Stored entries
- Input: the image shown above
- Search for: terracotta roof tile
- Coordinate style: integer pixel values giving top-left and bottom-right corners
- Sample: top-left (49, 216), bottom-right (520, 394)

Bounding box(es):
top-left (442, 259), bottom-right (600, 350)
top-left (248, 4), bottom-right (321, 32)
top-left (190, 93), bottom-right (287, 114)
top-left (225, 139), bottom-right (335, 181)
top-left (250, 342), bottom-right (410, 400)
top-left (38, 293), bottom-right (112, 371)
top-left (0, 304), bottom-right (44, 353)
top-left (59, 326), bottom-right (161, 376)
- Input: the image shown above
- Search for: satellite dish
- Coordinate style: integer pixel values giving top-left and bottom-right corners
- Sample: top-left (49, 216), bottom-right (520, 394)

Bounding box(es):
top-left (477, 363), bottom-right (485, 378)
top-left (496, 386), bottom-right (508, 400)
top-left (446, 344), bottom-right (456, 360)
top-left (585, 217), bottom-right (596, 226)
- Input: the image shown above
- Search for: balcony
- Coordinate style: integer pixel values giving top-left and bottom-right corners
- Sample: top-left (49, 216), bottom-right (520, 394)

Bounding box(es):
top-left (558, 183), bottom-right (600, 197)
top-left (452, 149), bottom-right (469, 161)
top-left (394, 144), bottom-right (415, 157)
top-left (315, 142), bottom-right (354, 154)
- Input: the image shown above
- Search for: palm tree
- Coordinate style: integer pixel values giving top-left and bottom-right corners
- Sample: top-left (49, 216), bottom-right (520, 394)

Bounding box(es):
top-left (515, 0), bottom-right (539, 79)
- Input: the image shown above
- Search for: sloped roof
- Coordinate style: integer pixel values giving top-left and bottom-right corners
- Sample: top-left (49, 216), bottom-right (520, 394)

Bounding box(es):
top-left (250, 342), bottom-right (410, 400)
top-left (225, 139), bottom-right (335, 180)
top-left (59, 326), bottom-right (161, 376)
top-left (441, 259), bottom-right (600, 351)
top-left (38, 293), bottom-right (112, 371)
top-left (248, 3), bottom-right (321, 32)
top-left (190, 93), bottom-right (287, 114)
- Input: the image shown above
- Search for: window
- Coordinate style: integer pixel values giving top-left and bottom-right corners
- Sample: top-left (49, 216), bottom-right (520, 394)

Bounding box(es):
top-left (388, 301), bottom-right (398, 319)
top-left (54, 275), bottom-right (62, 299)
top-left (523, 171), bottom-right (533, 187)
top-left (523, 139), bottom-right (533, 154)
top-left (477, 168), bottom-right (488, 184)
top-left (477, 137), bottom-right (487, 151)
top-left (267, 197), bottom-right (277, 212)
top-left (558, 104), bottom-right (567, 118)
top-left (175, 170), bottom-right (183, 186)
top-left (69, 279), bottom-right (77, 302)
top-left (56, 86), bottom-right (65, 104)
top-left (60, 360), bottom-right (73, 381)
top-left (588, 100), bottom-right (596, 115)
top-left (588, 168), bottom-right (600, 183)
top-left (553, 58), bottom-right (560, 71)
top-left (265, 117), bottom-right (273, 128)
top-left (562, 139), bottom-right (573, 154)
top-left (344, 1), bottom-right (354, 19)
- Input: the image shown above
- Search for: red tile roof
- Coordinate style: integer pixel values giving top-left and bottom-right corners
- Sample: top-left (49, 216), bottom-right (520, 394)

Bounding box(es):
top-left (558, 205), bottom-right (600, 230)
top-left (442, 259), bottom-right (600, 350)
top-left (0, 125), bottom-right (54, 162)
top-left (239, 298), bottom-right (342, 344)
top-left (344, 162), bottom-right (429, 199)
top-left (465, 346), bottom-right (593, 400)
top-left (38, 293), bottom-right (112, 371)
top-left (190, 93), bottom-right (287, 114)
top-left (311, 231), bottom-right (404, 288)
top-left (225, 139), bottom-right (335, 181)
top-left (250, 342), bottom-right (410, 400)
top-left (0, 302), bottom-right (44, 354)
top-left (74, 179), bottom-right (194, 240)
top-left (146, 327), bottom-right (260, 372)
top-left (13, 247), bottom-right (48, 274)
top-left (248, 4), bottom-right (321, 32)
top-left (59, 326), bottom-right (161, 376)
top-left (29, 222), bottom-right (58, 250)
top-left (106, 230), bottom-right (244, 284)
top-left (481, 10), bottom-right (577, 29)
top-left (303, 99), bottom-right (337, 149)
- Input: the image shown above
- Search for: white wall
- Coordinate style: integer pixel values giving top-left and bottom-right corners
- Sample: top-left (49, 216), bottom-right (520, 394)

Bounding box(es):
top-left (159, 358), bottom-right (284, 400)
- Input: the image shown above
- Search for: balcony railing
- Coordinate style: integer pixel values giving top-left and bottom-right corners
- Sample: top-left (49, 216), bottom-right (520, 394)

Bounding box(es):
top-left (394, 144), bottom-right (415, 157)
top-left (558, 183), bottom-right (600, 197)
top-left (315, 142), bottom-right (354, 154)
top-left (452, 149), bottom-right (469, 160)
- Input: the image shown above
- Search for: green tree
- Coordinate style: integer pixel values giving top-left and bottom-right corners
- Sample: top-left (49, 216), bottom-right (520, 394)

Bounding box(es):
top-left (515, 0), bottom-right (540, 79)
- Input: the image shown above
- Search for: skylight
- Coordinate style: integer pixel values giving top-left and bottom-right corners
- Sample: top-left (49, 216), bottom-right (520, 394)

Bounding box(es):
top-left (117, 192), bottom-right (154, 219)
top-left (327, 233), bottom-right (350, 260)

Short task: Reproduce the data above, swapping "Coordinate style" for "Coordinate format" everywhere it occurs and leaving all other text unchanged.

Worked solution:
- Input: the image shown above
- Search for: terracotta roof tile
- Coordinate format: integer pixel values giving top-left and bottom-right corners
- Sample: top-left (49, 216), bottom-right (520, 394)

Bounding box(es):
top-left (442, 259), bottom-right (600, 350)
top-left (248, 4), bottom-right (321, 32)
top-left (190, 93), bottom-right (287, 114)
top-left (225, 139), bottom-right (335, 181)
top-left (250, 342), bottom-right (410, 400)
top-left (38, 293), bottom-right (112, 371)
top-left (0, 304), bottom-right (44, 353)
top-left (59, 326), bottom-right (161, 376)
- Input: the image shown above
- Search for: satellite dish
- Coordinate format: integer pixel values giving top-left and bottom-right corners
- Sample: top-left (49, 216), bottom-right (520, 394)

Bounding box(es):
top-left (477, 363), bottom-right (485, 378)
top-left (496, 386), bottom-right (508, 400)
top-left (446, 344), bottom-right (456, 360)
top-left (585, 217), bottom-right (596, 226)
- Input: the image shown above
- Search for: balcony
- Coordinate format: integer pixel values giving top-left and bottom-right corners
- Sample: top-left (49, 216), bottom-right (520, 394)

Bounding box(es):
top-left (558, 183), bottom-right (600, 197)
top-left (452, 149), bottom-right (469, 161)
top-left (394, 144), bottom-right (415, 157)
top-left (315, 142), bottom-right (354, 154)
- Input: the image shown above
- Search for: palm tree
- Coordinate format: integer pixel values giving top-left and bottom-right corners
- Sample: top-left (49, 216), bottom-right (520, 394)

Bounding box(es):
top-left (515, 0), bottom-right (539, 79)
- Input: the image shown above
- Search for: sloped roof
- Coordinate format: integer pixel values giving top-left and bottom-right corners
- Sample: top-left (49, 216), bottom-right (520, 394)

Bounding box(es):
top-left (250, 342), bottom-right (410, 400)
top-left (225, 139), bottom-right (335, 180)
top-left (59, 326), bottom-right (161, 376)
top-left (441, 259), bottom-right (600, 351)
top-left (38, 293), bottom-right (112, 371)
top-left (248, 3), bottom-right (321, 32)
top-left (190, 93), bottom-right (287, 114)
- Input: the image shown above
- Search for: window
- Coordinate format: integer pixel values giving top-left and bottom-right corners
- Sample: top-left (49, 216), bottom-right (520, 394)

Bounding box(es):
top-left (388, 301), bottom-right (398, 319)
top-left (54, 275), bottom-right (62, 299)
top-left (523, 171), bottom-right (533, 187)
top-left (523, 139), bottom-right (533, 154)
top-left (477, 168), bottom-right (488, 184)
top-left (477, 137), bottom-right (487, 151)
top-left (267, 197), bottom-right (277, 212)
top-left (558, 104), bottom-right (567, 118)
top-left (175, 170), bottom-right (183, 186)
top-left (69, 279), bottom-right (77, 302)
top-left (56, 86), bottom-right (65, 104)
top-left (60, 360), bottom-right (73, 381)
top-left (588, 100), bottom-right (596, 115)
top-left (588, 168), bottom-right (600, 183)
top-left (553, 58), bottom-right (560, 71)
top-left (265, 117), bottom-right (273, 128)
top-left (562, 139), bottom-right (573, 154)
top-left (344, 1), bottom-right (354, 19)
- Input: the image shown above
- Search for: red tile roof
- Coordinate format: integer pixel values giving top-left and bottom-right corners
- Sample: top-left (49, 216), bottom-right (520, 394)

Bounding box(es):
top-left (558, 205), bottom-right (600, 230)
top-left (442, 259), bottom-right (600, 350)
top-left (0, 125), bottom-right (54, 162)
top-left (239, 298), bottom-right (342, 344)
top-left (344, 162), bottom-right (429, 199)
top-left (465, 346), bottom-right (593, 400)
top-left (38, 293), bottom-right (112, 371)
top-left (190, 93), bottom-right (287, 114)
top-left (311, 231), bottom-right (404, 288)
top-left (225, 139), bottom-right (335, 181)
top-left (250, 342), bottom-right (410, 400)
top-left (0, 302), bottom-right (44, 354)
top-left (74, 179), bottom-right (194, 240)
top-left (146, 327), bottom-right (260, 372)
top-left (13, 247), bottom-right (48, 274)
top-left (248, 4), bottom-right (321, 32)
top-left (59, 326), bottom-right (161, 376)
top-left (29, 222), bottom-right (58, 250)
top-left (106, 230), bottom-right (244, 284)
top-left (481, 10), bottom-right (577, 29)
top-left (303, 99), bottom-right (337, 149)
- Input: the image shown above
- Search for: white wall
- Coordinate format: integer pixel values giving top-left and bottom-right corners
- Sample: top-left (49, 216), bottom-right (520, 394)

Bounding box(es):
top-left (159, 358), bottom-right (284, 400)
- Input: the image shown above
- Search for: balcony railing
- Coordinate format: integer pixel values giving top-left and bottom-right corners
- Sample: top-left (49, 216), bottom-right (520, 394)

Bounding box(es):
top-left (394, 144), bottom-right (415, 157)
top-left (558, 183), bottom-right (600, 197)
top-left (315, 142), bottom-right (354, 154)
top-left (452, 149), bottom-right (469, 160)
- Input: the image shown above
- Search for: green tree
- Coordinate format: integer pixel values giving top-left and bottom-right corners
- Sample: top-left (49, 216), bottom-right (520, 394)

Bounding box(es):
top-left (515, 0), bottom-right (540, 79)
- Input: the image shown above
- Search for: skylight
- Coordinate format: integer pixel values giving top-left and bottom-right corners
- Sample: top-left (49, 216), bottom-right (520, 394)

Bounding box(es):
top-left (117, 192), bottom-right (154, 219)
top-left (327, 233), bottom-right (350, 260)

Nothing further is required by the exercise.